Data to process -
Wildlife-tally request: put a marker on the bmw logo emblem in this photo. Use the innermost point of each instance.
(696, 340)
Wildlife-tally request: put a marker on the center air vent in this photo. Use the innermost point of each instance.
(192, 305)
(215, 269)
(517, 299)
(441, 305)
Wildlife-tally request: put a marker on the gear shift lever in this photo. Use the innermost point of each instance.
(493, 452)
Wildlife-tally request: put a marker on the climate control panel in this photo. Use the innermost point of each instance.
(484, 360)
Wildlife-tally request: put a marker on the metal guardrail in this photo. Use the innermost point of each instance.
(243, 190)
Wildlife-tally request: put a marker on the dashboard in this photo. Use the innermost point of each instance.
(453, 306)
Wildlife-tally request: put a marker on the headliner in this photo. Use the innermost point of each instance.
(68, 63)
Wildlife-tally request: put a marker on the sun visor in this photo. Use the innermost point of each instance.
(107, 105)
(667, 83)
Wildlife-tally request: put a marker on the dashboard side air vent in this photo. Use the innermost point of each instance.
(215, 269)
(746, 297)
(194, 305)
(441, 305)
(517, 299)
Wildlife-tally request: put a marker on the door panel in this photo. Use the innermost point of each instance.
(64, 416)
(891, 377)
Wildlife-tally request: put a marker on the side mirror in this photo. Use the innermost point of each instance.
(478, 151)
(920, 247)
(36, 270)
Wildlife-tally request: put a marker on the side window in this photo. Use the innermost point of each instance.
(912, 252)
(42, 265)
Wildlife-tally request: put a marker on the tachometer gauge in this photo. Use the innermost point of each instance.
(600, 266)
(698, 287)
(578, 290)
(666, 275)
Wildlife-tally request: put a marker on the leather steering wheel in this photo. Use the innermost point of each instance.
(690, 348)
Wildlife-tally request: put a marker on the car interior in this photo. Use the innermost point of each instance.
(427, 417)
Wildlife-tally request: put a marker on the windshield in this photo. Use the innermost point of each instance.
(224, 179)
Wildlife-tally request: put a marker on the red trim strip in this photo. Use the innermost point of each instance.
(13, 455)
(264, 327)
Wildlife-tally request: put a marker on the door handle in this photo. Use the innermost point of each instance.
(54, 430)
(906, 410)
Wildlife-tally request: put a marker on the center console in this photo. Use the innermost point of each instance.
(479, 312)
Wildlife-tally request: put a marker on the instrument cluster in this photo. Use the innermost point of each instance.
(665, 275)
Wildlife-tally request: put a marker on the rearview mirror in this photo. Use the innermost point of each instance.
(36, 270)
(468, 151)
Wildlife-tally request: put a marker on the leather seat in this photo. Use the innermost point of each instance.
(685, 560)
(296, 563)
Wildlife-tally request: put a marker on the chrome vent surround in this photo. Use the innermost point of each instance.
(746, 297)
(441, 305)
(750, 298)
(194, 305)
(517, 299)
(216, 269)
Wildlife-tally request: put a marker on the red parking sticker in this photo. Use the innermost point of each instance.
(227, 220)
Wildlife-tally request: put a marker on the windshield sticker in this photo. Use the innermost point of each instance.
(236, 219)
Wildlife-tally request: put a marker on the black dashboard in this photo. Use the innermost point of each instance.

Given instruction -
Copy the items above from the line containing "Wildlife-tally request: put a marker on the red trim" through the last line of the items, both ends included and the requests kept. Shift every coordinate in the answers by adding 93 to it.

Exercise solution -
Wildlife-tally request: put a marker on the red trim strip in this photo. Use the innermost point of each instance.
(106, 548)
(357, 420)
Wildlife-tally request: put a marker on the door handle in this photo. Use the innermost point of each instance.
(147, 523)
(999, 503)
Wildlife-tally request: put a marker on the center console in this photo. Use the innermost point of each instance.
(572, 405)
Wildlife-tally request: put a marker on the instrument cluster in this photo. Use the innermost point of each instance.
(758, 368)
Wildlife-tally request: put a marker on the rearview mirror in this photo. Use the innermost point of each instance.
(129, 363)
(561, 244)
Wildlife-tally request: put a marker on the leather seat in this photo. Use the innermost point of each instance.
(778, 653)
(389, 656)
Wildlife-tally request: put a marker on the chrome vent surround in this photo. Use the innermost point of each instance.
(839, 390)
(534, 398)
(843, 391)
(287, 398)
(610, 392)
(309, 362)
Wildlife-tally request: put a marker on the red parking sticker in this photo. Use the innermost point of each instance.
(320, 313)
Wildlife-tally request: put a marker on the windshield sticker in this photo. Use the innermost point of each instance.
(329, 312)
Wildlife-tally request: put a marker on the black dashboard in this photo. Use the innermost point of each instance.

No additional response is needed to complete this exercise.